===== SUPPLIED MATERIAL =====
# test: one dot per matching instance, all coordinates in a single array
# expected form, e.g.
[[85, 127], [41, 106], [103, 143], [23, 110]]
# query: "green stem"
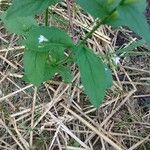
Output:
[[91, 32], [99, 24], [46, 17]]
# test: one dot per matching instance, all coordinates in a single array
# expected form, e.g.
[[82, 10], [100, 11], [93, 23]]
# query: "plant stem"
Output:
[[46, 17], [91, 32], [99, 23]]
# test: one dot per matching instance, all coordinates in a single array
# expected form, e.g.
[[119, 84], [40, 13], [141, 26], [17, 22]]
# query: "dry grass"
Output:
[[58, 115]]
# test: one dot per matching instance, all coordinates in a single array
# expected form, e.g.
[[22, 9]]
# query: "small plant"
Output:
[[45, 45]]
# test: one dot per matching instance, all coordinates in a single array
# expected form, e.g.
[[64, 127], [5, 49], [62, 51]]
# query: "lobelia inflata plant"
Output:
[[45, 45]]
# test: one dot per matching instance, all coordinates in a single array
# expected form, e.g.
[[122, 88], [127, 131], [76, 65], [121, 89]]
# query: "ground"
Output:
[[58, 115]]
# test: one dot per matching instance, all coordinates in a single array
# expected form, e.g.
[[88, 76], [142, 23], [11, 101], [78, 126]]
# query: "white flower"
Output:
[[116, 60], [42, 39]]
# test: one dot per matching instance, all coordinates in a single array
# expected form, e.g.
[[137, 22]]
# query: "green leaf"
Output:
[[45, 39], [131, 14], [18, 25], [66, 73], [24, 8], [93, 74]]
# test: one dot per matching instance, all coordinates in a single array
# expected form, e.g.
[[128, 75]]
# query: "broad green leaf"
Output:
[[18, 25], [93, 74], [98, 8], [34, 66], [44, 39], [131, 14], [23, 8], [66, 73]]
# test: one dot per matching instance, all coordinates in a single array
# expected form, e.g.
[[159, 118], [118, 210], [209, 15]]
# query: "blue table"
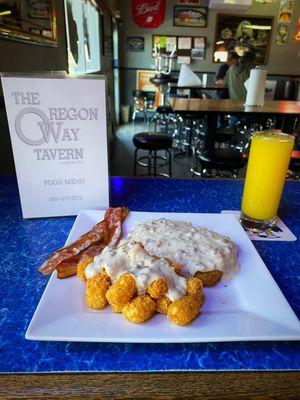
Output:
[[25, 244]]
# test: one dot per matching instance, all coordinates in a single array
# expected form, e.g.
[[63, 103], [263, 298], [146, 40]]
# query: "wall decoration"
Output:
[[148, 13], [189, 2], [282, 35], [183, 60], [29, 21], [164, 43], [135, 43], [194, 17], [106, 34], [198, 51], [39, 9], [183, 44], [107, 48], [297, 34], [285, 11], [241, 33]]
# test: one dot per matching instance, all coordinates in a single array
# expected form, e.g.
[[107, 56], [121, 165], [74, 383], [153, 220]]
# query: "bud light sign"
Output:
[[148, 13]]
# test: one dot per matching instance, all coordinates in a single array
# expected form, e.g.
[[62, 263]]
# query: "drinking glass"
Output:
[[269, 158]]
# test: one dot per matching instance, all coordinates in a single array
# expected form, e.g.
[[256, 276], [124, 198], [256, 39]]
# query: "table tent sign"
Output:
[[58, 132]]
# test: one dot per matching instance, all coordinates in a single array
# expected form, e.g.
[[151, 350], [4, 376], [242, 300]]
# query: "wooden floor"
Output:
[[208, 385]]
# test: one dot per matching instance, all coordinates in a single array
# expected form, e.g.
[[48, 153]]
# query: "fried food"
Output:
[[95, 292], [140, 309], [193, 248], [194, 286], [184, 310], [162, 305], [158, 288], [209, 278], [121, 292]]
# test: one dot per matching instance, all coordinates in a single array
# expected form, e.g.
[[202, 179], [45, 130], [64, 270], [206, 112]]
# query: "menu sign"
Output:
[[59, 137]]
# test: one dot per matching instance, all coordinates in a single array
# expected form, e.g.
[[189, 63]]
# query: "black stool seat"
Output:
[[139, 93], [223, 159], [164, 110], [295, 161], [152, 141]]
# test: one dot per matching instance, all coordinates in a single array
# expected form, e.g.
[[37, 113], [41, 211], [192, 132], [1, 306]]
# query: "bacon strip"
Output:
[[106, 232]]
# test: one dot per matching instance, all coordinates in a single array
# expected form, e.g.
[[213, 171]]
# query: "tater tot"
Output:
[[82, 266], [194, 286], [184, 310], [158, 288], [162, 305], [209, 278], [140, 309], [95, 292], [121, 292]]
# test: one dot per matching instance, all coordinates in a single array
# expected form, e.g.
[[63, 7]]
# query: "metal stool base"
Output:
[[154, 162]]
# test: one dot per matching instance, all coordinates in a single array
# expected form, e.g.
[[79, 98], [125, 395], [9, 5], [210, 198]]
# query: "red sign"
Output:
[[148, 13]]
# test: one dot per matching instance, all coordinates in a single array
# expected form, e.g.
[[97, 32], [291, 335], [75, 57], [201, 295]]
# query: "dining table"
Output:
[[65, 369], [284, 111]]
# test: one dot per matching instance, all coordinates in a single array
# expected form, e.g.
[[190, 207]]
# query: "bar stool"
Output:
[[140, 104], [153, 142], [163, 116], [230, 160]]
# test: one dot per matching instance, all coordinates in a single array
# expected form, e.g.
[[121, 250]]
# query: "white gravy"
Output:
[[133, 259], [195, 249]]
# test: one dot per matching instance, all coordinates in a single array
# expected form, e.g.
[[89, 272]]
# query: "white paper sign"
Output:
[[59, 137]]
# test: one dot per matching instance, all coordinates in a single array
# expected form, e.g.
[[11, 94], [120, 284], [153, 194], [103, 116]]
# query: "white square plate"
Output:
[[249, 307]]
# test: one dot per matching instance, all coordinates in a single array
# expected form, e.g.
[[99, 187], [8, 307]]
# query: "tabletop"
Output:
[[25, 244], [201, 87], [233, 106]]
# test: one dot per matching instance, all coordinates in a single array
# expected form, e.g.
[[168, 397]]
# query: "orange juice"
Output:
[[269, 158]]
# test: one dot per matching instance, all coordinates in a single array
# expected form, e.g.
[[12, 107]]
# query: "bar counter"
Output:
=====
INSTRUCTION:
Make an exact copy of the data, leaving its pictures out.

COMPLETED EXERCISE:
# test: one dot per matching instance, all coordinates in a single array
# expected form, e.g.
[[85, 127], [41, 106], [103, 143], [23, 110]]
# query: "green stem"
Output:
[[91, 32], [99, 24], [46, 17]]
# test: one dot per matching instance, all coordinates in a single array
# expected form, e.g.
[[82, 10], [100, 11], [93, 23]]
# query: "plant stem"
Output:
[[46, 17], [91, 32], [99, 23]]
# test: one dot per matching instance, all coordinates in a single array
# expected form, e.g.
[[119, 84], [40, 13], [141, 26], [17, 22]]
# query: "dry grass"
Output:
[[58, 115]]
# test: one dot per matching instance, all coordinates in a single array
# expected form, e.g.
[[22, 9]]
# query: "small plant"
Output:
[[45, 45]]
# test: one dot per matching instance, all coordinates in a single array
# expected form, e.g.
[[64, 127], [5, 49], [62, 51]]
# query: "lobelia inflata plant"
Output:
[[45, 45]]
# test: one dot per matching instance, all coordinates in a single array
# expected form, e.g.
[[122, 88], [127, 131], [76, 65], [121, 89]]
# query: "ground"
Output:
[[58, 115]]
# test: one dot per matching instance, all coordinates in a single array
# expected form, e.g.
[[88, 76], [142, 23], [11, 101], [78, 126]]
# query: "white flower"
Output:
[[116, 60], [42, 39]]
# test: one dot per matching instance, all coordinates in a single array
# expected form, e.g.
[[137, 22]]
# query: "green leaf"
Output:
[[45, 39], [131, 14], [18, 25], [66, 73], [24, 8], [93, 74]]
# test: one dot per matching instance, all coordinates in a single array
# expected form, e.g.
[[128, 75]]
# query: "broad green leaf"
Output:
[[18, 25], [93, 74], [98, 8], [34, 66], [44, 39], [131, 14], [23, 8], [66, 73]]
# test: one dot per matching instance, all coordinates in a single array
# expected form, e.g.
[[159, 118], [118, 210], [209, 15]]
# query: "blue table"
Output:
[[25, 244]]
# test: one dot per matching instance, all coordinates in a single array
# expected form, e.g.
[[63, 103], [263, 298], [146, 40]]
# query: "wall decoration"
Output:
[[148, 13], [189, 2], [282, 35], [183, 60], [29, 21], [164, 43], [135, 43], [194, 17], [106, 34], [198, 51], [39, 9], [183, 44], [107, 48], [297, 34], [285, 11], [241, 33]]
# test: one dot per matching instance, all coordinates in a single array
# expected form, e.g.
[[107, 56], [121, 165], [74, 383], [153, 220]]
# query: "bud light sign"
Output:
[[148, 13]]
# test: one dot per matching instance, all coordinates in a single array
# expected form, e.g.
[[62, 263]]
# query: "drinking glass"
Output:
[[269, 158]]
# test: one dot per matching instance, all coordinates in a single array
# expected form, e.g.
[[256, 276], [124, 198], [256, 39]]
# query: "table tent sign"
Output:
[[58, 132]]
# test: one dot per matching instance, all coordinates in a single array
# expected form, e.g.
[[151, 350], [4, 376], [242, 300]]
# query: "wooden floor"
Output:
[[208, 385]]
# test: one dot per matching instance, all coordinates in a single array
# expected form, e.g.
[[48, 153]]
# query: "fried food"
Output:
[[95, 292], [140, 309], [193, 248], [194, 286], [184, 310], [162, 305], [158, 288], [209, 278], [121, 292]]
# test: one dot per matching instance, all coordinates in a single array
# expected form, e.g.
[[202, 179], [45, 130], [64, 270], [206, 112]]
# query: "menu sign"
Output:
[[59, 137]]
# test: one dot per matching instance, all coordinates in a single array
# expected form, e.g.
[[189, 63]]
# query: "black stool seat"
Output:
[[139, 93], [223, 159], [164, 110], [295, 161], [152, 141]]
# test: one dot per matching instance, all coordinates in a single array
# expected form, e.g.
[[37, 113], [41, 211], [192, 132], [1, 306]]
# query: "bacon strip"
Output:
[[106, 232]]
# test: one dot per matching instance, all coordinates in a single array
# expected form, e.g.
[[213, 171]]
# query: "tater tot"
Output:
[[82, 266], [194, 286], [184, 310], [158, 288], [162, 305], [209, 278], [140, 309], [95, 292], [121, 292]]
# test: one dot per matching instance, all coordinates in a single array
# expected form, e.g.
[[63, 7]]
# query: "metal stool base"
Output:
[[154, 162]]
# test: one dot per matching instance, all coordinates in a single array
# expected form, e.g.
[[79, 98], [125, 395], [9, 5], [210, 198]]
# query: "red sign"
Output:
[[148, 13]]
# test: one dot per matching instance, all coordinates in a single array
# expected form, e.g.
[[97, 32], [291, 335], [75, 57], [201, 295]]
# query: "dining table"
Output:
[[65, 369], [284, 111]]
# test: one dot per matching instance, all coordinates in a single array
# expected form, e.g.
[[190, 207]]
# query: "bar stool"
Output:
[[140, 104], [153, 142], [163, 116], [230, 160]]
# test: one dot per matching instance, all coordinates in a single array
# expected form, e.g.
[[121, 250]]
# query: "white gravy"
Output:
[[133, 259], [195, 249]]
# test: one dot per matching instance, all coordinates in a single array
# expected form, e.g.
[[89, 272]]
# query: "white paper sign"
Output:
[[59, 137]]
# test: one dot per matching instance, all coordinates in a single array
# expected form, e.g.
[[11, 94], [120, 284], [153, 194], [103, 116]]
# query: "white square plate"
Output:
[[249, 307]]
# test: one dot per matching instance, all coordinates in a single array
# expected form, e.g.
[[99, 187], [8, 307]]
# query: "tabletop"
Output:
[[25, 244], [201, 87], [233, 106]]
# test: one dot per matching instance, all coordinates in a single array
# expected form, e.g.
[[168, 397]]
# query: "orange juice"
Output:
[[269, 158]]
# test: one dot per matching instance, all coordinates in a single array
# expected form, e.g.
[[12, 107]]
# query: "bar counter"
Output:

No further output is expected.